- DATA FOR REVIEW
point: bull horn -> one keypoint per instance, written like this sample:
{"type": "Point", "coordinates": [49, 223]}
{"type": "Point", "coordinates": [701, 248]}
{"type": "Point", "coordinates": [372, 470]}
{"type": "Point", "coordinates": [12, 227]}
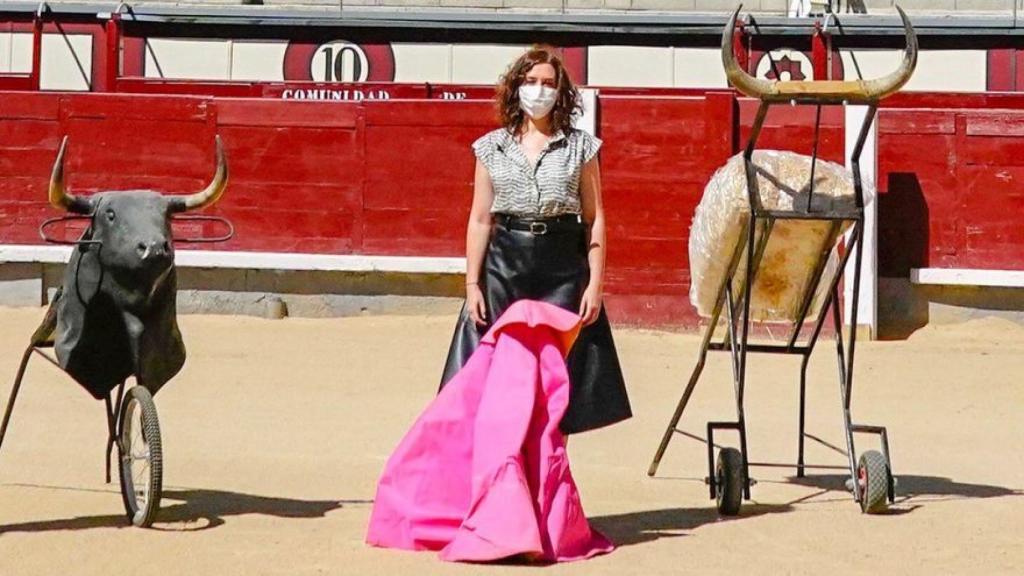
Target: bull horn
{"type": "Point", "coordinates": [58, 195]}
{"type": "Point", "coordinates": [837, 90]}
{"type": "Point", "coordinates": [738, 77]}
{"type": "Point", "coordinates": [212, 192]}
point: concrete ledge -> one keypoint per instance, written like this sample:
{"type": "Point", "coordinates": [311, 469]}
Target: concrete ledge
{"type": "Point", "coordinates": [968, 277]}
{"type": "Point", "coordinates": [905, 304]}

- DIRECTIONS
An exact, image-free transcript of the material is required.

- ANSWER FOR THE TASK
point: bull horn -> one keypoint per instance, written like this sample:
{"type": "Point", "coordinates": [49, 223]}
{"type": "Point", "coordinates": [701, 248]}
{"type": "Point", "coordinates": [372, 470]}
{"type": "Point", "coordinates": [12, 227]}
Target: bull horn
{"type": "Point", "coordinates": [58, 195]}
{"type": "Point", "coordinates": [837, 90]}
{"type": "Point", "coordinates": [738, 77]}
{"type": "Point", "coordinates": [212, 192]}
point: concrete ledge -> one keypoint per instance, written like this sample:
{"type": "Point", "coordinates": [311, 469]}
Target: concrete ledge
{"type": "Point", "coordinates": [968, 277]}
{"type": "Point", "coordinates": [905, 304]}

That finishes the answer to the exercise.